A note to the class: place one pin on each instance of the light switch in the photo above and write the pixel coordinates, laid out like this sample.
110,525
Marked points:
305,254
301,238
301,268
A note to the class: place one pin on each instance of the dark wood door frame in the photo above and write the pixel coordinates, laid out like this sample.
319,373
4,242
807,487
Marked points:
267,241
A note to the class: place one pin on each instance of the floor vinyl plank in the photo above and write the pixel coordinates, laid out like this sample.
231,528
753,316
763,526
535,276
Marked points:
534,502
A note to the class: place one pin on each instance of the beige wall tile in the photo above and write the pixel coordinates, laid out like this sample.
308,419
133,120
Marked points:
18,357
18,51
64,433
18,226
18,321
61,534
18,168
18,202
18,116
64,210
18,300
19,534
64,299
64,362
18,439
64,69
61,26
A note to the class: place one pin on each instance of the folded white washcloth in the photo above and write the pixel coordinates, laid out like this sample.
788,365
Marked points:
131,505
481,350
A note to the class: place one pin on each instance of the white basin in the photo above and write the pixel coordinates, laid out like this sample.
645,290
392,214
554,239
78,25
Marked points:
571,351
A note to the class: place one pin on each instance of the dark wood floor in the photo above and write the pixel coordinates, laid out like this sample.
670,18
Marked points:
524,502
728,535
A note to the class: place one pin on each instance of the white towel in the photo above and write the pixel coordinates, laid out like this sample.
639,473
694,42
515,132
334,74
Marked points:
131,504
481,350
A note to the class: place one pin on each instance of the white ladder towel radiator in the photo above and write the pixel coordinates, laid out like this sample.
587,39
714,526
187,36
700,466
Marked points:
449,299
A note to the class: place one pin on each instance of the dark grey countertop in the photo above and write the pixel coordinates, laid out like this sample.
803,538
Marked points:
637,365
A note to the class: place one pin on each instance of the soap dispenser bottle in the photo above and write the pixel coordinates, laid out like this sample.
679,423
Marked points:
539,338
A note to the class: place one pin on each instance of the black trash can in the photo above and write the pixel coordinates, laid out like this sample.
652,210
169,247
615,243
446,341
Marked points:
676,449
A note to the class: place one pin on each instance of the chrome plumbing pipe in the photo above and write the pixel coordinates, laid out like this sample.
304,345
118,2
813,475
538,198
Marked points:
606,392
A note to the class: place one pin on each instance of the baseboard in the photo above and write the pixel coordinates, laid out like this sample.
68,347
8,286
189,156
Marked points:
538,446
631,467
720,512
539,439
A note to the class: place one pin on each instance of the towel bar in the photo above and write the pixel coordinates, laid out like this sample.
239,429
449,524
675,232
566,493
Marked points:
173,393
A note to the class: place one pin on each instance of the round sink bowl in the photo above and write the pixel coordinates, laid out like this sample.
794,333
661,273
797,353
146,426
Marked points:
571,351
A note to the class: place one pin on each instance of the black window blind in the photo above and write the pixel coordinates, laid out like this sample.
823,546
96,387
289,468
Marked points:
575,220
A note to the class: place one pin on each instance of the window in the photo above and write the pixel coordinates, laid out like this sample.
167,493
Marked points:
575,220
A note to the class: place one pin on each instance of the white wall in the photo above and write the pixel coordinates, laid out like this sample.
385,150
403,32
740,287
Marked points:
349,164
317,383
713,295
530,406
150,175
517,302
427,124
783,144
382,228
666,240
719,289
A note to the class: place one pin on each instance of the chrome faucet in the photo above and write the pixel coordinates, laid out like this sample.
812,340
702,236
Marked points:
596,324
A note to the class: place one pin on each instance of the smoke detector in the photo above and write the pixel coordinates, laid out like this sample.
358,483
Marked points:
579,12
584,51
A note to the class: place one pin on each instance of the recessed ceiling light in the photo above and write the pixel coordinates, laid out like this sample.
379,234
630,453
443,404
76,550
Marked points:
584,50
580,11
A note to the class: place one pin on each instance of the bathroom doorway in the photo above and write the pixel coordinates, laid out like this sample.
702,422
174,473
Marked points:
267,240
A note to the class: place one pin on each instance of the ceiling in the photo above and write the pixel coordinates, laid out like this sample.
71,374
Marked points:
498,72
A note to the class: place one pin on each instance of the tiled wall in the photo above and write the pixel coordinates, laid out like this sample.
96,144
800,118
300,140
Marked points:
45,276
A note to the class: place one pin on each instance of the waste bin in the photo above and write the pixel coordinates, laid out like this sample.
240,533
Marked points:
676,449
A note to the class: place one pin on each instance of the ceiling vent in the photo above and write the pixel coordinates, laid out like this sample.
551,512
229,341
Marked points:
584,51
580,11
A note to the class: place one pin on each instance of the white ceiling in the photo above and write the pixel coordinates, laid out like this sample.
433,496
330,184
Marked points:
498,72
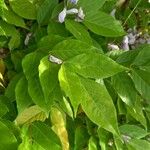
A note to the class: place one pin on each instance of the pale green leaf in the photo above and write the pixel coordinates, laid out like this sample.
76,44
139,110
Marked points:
24,8
95,65
45,137
79,31
30,115
103,24
45,10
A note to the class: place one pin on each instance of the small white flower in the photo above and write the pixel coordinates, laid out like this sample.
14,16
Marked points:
62,15
72,11
81,14
125,43
74,1
55,60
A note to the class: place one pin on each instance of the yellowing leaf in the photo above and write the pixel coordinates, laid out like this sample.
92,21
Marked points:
31,114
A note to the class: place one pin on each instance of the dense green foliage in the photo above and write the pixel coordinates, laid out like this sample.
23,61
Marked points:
60,85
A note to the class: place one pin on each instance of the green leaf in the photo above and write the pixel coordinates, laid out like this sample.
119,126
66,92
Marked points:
104,138
122,83
30,115
11,114
133,131
81,138
22,96
70,48
136,112
143,58
30,67
103,24
10,17
127,58
10,31
45,137
71,85
92,144
27,142
4,109
8,140
98,105
48,74
45,10
95,100
24,8
90,6
79,31
142,82
48,42
136,144
10,91
95,65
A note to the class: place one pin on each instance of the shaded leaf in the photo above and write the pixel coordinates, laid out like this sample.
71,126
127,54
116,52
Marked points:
24,8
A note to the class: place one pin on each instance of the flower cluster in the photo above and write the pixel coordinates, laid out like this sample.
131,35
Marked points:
79,13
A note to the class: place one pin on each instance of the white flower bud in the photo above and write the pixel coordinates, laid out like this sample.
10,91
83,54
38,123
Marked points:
55,60
62,15
125,43
113,12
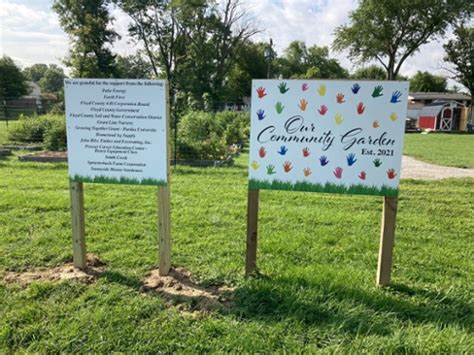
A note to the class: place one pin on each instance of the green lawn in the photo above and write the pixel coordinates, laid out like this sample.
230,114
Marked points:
443,149
317,253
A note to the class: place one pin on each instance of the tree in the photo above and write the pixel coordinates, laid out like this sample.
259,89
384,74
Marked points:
300,62
460,53
12,81
427,82
133,67
371,72
87,22
391,31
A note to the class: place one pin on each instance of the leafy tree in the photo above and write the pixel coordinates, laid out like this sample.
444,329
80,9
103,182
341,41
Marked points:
427,82
371,72
133,67
460,53
88,24
12,81
298,61
35,72
393,30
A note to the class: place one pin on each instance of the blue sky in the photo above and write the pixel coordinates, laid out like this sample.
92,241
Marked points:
30,31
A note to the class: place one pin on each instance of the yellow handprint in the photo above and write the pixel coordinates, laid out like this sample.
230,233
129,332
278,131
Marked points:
322,90
338,118
255,165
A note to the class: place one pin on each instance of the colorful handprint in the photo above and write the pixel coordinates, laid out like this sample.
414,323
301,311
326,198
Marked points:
377,91
340,98
391,174
323,160
351,159
283,150
322,110
271,169
261,92
303,104
255,165
283,88
355,88
396,97
322,90
360,108
279,107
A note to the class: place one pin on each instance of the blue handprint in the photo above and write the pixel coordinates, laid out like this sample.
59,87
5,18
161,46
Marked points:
323,160
355,88
351,159
283,150
396,97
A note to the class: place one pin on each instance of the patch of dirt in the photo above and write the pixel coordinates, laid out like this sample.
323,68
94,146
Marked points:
179,289
416,169
65,272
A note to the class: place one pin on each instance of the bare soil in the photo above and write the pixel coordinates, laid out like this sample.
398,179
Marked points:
65,272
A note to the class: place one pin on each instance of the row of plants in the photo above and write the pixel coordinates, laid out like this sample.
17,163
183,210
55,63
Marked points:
200,135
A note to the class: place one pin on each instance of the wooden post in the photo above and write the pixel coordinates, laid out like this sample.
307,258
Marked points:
78,225
252,231
387,238
164,225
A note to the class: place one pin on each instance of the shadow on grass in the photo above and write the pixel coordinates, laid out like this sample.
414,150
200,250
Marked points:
351,309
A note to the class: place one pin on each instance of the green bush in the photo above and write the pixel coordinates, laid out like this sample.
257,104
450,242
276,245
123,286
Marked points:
47,129
208,136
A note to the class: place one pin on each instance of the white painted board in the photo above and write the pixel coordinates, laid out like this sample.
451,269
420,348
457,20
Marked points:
341,136
116,130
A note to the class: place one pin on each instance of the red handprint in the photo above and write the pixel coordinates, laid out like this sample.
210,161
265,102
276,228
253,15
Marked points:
261,92
391,174
322,110
338,172
340,98
287,167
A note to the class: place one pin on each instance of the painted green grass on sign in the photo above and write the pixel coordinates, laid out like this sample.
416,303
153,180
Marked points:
327,188
121,180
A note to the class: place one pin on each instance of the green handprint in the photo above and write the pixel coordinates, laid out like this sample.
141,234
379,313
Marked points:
279,107
271,169
377,91
283,88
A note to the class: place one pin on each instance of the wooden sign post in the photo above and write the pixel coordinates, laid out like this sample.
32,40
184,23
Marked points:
117,133
327,136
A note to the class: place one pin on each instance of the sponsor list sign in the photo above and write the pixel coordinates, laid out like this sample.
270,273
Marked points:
327,136
116,130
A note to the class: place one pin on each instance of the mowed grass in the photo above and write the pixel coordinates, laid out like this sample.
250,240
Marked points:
440,148
317,255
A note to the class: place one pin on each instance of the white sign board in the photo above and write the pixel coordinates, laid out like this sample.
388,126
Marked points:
117,130
327,136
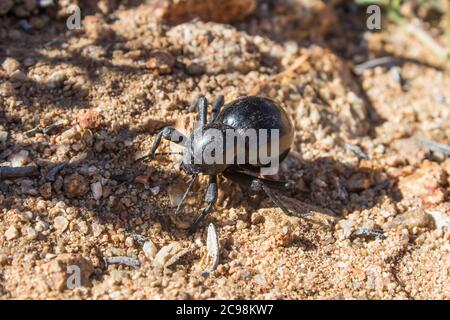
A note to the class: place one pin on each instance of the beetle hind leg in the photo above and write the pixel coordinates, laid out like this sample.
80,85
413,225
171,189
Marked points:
210,199
218,104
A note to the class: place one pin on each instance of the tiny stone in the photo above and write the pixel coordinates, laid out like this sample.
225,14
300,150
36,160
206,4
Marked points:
97,190
56,79
155,190
12,233
129,242
41,226
75,185
149,249
3,259
19,159
3,136
46,190
10,65
31,233
61,223
18,76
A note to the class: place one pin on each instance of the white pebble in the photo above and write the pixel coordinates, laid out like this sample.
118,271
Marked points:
19,159
61,223
97,190
149,249
12,233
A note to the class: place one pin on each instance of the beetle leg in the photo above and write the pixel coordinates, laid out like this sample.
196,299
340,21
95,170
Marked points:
210,199
266,185
191,183
218,104
202,105
167,133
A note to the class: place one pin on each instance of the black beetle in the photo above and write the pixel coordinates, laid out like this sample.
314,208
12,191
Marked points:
239,117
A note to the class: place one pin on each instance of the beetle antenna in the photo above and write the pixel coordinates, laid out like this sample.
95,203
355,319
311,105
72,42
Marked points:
146,157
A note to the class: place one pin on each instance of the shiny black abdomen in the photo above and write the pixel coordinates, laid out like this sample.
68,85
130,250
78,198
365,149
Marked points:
259,113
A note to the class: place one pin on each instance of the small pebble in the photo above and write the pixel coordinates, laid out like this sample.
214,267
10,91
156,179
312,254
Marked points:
149,249
61,223
97,190
12,233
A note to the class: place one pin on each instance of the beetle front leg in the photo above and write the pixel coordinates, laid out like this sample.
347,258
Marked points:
167,133
210,199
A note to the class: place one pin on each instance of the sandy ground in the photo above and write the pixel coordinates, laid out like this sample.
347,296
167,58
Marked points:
111,86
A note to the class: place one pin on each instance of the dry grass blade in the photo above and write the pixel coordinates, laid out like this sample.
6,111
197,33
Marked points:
212,247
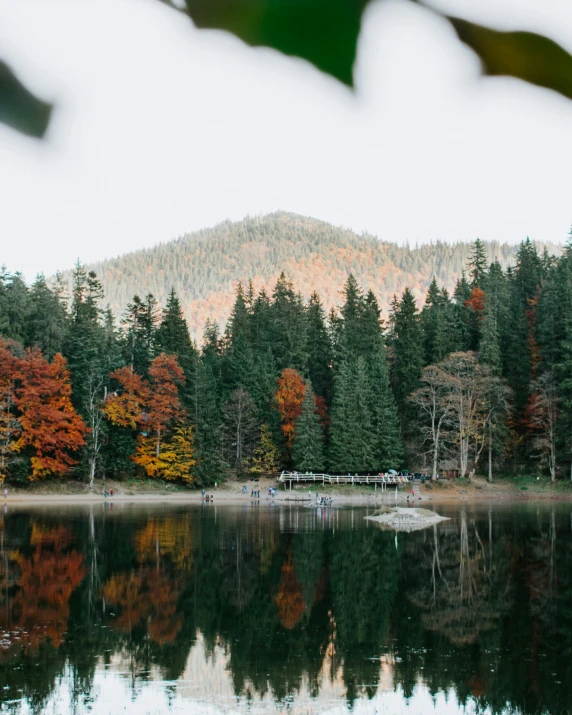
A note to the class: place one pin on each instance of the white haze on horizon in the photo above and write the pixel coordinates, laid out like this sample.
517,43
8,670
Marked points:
161,130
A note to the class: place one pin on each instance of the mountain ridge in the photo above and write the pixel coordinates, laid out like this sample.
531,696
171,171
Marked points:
204,267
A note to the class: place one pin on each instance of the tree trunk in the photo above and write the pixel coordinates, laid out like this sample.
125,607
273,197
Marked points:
91,472
490,453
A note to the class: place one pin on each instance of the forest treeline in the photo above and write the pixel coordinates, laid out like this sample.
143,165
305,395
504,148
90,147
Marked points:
481,378
142,589
204,267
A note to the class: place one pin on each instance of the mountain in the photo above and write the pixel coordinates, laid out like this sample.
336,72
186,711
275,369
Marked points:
204,267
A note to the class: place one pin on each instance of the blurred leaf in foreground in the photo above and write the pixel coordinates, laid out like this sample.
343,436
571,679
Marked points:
324,32
523,55
19,108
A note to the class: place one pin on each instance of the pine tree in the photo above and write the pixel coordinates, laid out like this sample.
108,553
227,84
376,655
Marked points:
388,451
478,264
288,325
172,338
407,348
352,436
319,365
266,458
140,325
207,419
47,319
308,448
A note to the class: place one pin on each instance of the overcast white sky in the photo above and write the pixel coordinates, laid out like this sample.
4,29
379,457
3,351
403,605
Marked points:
162,129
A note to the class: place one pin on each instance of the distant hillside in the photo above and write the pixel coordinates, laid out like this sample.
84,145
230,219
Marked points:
205,267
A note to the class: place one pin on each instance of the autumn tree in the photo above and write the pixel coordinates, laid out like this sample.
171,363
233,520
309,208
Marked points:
542,415
50,425
265,459
432,408
240,428
10,428
308,448
289,399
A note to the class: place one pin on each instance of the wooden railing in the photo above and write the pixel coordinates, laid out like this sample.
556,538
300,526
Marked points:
299,477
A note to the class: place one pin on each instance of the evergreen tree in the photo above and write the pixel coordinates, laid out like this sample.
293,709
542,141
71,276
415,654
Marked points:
388,449
172,338
15,307
436,318
352,435
462,317
139,326
288,325
47,318
207,419
308,448
407,348
319,365
478,264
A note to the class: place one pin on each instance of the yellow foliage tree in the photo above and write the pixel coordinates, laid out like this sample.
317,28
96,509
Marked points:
176,459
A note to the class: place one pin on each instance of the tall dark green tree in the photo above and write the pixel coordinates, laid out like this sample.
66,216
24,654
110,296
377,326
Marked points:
352,434
308,448
47,318
407,343
140,324
172,337
320,358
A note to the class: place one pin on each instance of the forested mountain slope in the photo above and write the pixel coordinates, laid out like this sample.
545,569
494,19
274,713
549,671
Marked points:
204,267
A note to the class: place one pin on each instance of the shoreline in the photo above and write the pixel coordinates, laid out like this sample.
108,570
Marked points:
478,491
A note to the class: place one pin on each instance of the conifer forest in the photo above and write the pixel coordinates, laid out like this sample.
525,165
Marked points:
479,378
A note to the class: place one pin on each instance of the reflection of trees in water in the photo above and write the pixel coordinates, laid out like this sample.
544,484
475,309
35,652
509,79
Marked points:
476,605
464,589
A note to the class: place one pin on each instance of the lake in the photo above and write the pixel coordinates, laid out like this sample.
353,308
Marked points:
270,608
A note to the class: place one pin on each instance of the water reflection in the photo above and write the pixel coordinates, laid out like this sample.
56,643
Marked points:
231,609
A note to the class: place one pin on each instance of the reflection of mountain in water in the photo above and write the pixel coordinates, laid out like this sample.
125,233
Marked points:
284,608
= = = =
◆ Work to do:
Reproduce, exactly and with nothing added, the lines from the one that includes "of the conifer" through the last line of the material.

◆ Complete response:
A note to the class: place one pin on each instance of the conifer forest in the photo above and write the pixel coordinates, laid out like this sample.
525,165
Marked points:
479,378
A note to the class: place one pin on each instance of the reflection of trees in water in the photo above and write the pixel coordinates, laid out like this sample.
544,484
475,309
35,652
509,79
Marked points:
476,605
464,589
A note to the class: place one pin on each instance of the lake in the photo above and write the pixel coordinates, laid out like this sample.
353,308
Marked points:
270,608
A note to the class: place one pin on each instance of the water reflection in the photo above and write the pixel coordinates, laid out like this sample.
56,643
Marked points:
231,609
A note to the class: place one pin on each instance of the reflection of mountain in water in the photo above and write the pixel coordinates, laid out like this sample.
125,233
Marked points:
284,608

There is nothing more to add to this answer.